-- Start --

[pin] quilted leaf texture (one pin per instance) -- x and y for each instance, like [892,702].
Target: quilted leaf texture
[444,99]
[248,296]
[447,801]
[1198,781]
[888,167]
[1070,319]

-- End --

_Problem to solve:_
Return all of the lines above unchanged, with nothing added or removed.

_Reply:_
[pin] quilted leaf texture (one pin per instance) -- x and y for each instance, like [892,702].
Target: quilted leaf texture
[444,99]
[248,296]
[447,801]
[1198,781]
[888,167]
[1070,319]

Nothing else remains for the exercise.